**EXERCISE OBJECTIVE:**
Transcribe the lines below verbatim, skipping the images.

**SOURCE DATA:**
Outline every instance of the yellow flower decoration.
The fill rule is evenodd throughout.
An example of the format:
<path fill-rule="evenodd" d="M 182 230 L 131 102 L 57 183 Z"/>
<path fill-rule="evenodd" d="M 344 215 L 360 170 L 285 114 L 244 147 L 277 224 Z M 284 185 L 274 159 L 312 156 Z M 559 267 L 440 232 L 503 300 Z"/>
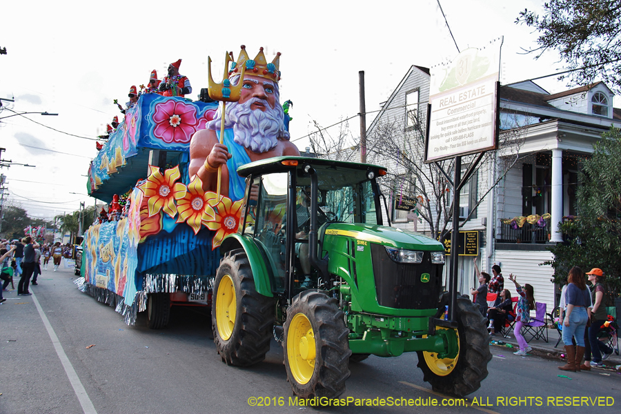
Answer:
<path fill-rule="evenodd" d="M 187 221 L 188 225 L 197 234 L 201 229 L 201 224 L 214 216 L 213 208 L 210 205 L 216 195 L 212 191 L 205 193 L 203 183 L 196 175 L 186 188 L 183 184 L 175 184 L 173 197 L 177 200 L 177 210 L 179 212 L 177 223 Z"/>
<path fill-rule="evenodd" d="M 161 210 L 170 216 L 171 219 L 175 217 L 177 207 L 175 206 L 173 194 L 175 187 L 179 185 L 175 181 L 179 179 L 179 177 L 181 174 L 179 172 L 179 166 L 166 170 L 164 176 L 158 167 L 149 166 L 149 176 L 145 182 L 138 186 L 138 188 L 148 199 L 150 217 L 159 213 Z M 185 188 L 185 186 L 184 187 Z"/>
<path fill-rule="evenodd" d="M 243 199 L 233 203 L 230 198 L 222 197 L 215 206 L 213 217 L 205 221 L 205 226 L 209 230 L 216 232 L 212 241 L 212 249 L 219 246 L 224 237 L 237 231 L 241 221 L 243 204 Z"/>

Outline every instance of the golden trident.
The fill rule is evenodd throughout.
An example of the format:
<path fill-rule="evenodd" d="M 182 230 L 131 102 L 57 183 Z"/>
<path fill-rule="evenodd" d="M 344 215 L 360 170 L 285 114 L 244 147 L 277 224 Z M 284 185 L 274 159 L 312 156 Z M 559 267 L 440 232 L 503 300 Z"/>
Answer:
<path fill-rule="evenodd" d="M 228 80 L 228 63 L 235 61 L 233 52 L 227 52 L 224 57 L 224 75 L 221 83 L 216 83 L 211 77 L 211 57 L 207 57 L 207 70 L 209 73 L 209 88 L 207 90 L 209 97 L 215 101 L 222 102 L 222 122 L 220 124 L 220 144 L 224 140 L 224 117 L 226 115 L 226 103 L 237 102 L 241 97 L 241 86 L 244 84 L 244 74 L 246 72 L 246 65 L 241 65 L 239 81 L 235 86 L 231 86 Z M 229 172 L 229 174 L 230 172 Z M 218 186 L 216 200 L 220 201 L 220 181 L 222 177 L 222 165 L 218 166 Z"/>

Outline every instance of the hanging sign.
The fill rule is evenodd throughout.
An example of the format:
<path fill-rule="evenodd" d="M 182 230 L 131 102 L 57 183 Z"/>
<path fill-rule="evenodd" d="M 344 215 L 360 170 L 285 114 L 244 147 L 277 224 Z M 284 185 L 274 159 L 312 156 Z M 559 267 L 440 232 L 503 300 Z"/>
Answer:
<path fill-rule="evenodd" d="M 442 238 L 442 244 L 444 245 L 444 252 L 447 255 L 451 254 L 451 242 L 452 232 L 444 235 Z M 479 232 L 478 231 L 460 231 L 457 237 L 457 255 L 460 256 L 478 256 L 479 255 Z"/>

**ANSWER:**
Outline every instance of the yellow flower decoration.
The fill rule is evenodd throughout.
An example of the format:
<path fill-rule="evenodd" d="M 182 230 L 131 102 L 57 183 Z"/>
<path fill-rule="evenodd" d="M 344 215 L 360 170 L 285 114 L 244 147 L 277 224 Z M 284 185 L 274 159 L 312 156 Z M 559 267 L 440 232 L 503 300 Z"/>
Answer:
<path fill-rule="evenodd" d="M 187 221 L 188 225 L 197 234 L 201 229 L 201 224 L 214 216 L 213 208 L 210 205 L 216 195 L 212 191 L 205 193 L 203 183 L 196 175 L 186 188 L 183 184 L 175 184 L 173 197 L 177 200 L 177 210 L 179 212 L 177 223 Z"/>
<path fill-rule="evenodd" d="M 161 210 L 170 216 L 171 219 L 175 217 L 177 207 L 175 206 L 173 194 L 175 187 L 179 185 L 175 181 L 179 179 L 179 177 L 181 174 L 179 172 L 179 166 L 166 170 L 164 176 L 158 167 L 149 166 L 149 176 L 145 182 L 138 186 L 138 188 L 148 199 L 150 217 L 159 213 Z M 185 188 L 185 186 L 184 187 Z"/>
<path fill-rule="evenodd" d="M 243 199 L 233 203 L 230 198 L 222 197 L 215 206 L 213 217 L 205 221 L 205 226 L 209 230 L 216 232 L 212 241 L 212 249 L 219 246 L 224 237 L 237 231 L 241 221 L 243 204 Z"/>

Outline every instance of the golden trident.
The fill rule is evenodd throughout.
An example of the format:
<path fill-rule="evenodd" d="M 182 230 L 131 102 L 57 183 Z"/>
<path fill-rule="evenodd" d="M 344 215 L 360 170 L 285 114 L 244 147 L 277 224 Z M 284 185 L 274 159 L 312 156 Z M 559 267 L 440 232 L 503 300 Z"/>
Answer:
<path fill-rule="evenodd" d="M 228 80 L 228 63 L 235 61 L 233 52 L 227 52 L 224 57 L 224 75 L 221 83 L 216 83 L 211 77 L 211 57 L 207 57 L 207 70 L 209 73 L 209 88 L 207 90 L 209 97 L 215 101 L 222 102 L 222 122 L 220 124 L 220 144 L 224 140 L 224 117 L 226 115 L 226 103 L 237 102 L 241 97 L 241 86 L 244 84 L 244 74 L 246 72 L 246 65 L 241 65 L 239 81 L 235 86 L 231 86 Z M 229 172 L 229 174 L 230 172 Z M 218 186 L 216 200 L 220 201 L 220 181 L 222 177 L 222 165 L 218 166 Z"/>

Outline every instance of the hanging sign.
The fill rule is evenodd throughout.
An example of the format:
<path fill-rule="evenodd" d="M 182 230 L 131 102 L 57 183 Z"/>
<path fill-rule="evenodd" d="M 344 215 L 360 170 L 285 114 L 244 147 L 277 224 Z M 284 185 L 274 159 L 312 156 Z M 559 267 L 440 232 L 503 300 Z"/>
Answer:
<path fill-rule="evenodd" d="M 442 238 L 442 244 L 444 245 L 444 252 L 447 255 L 451 254 L 451 242 L 452 232 L 444 235 Z M 479 232 L 478 231 L 460 231 L 457 237 L 457 255 L 460 256 L 478 256 L 479 255 Z"/>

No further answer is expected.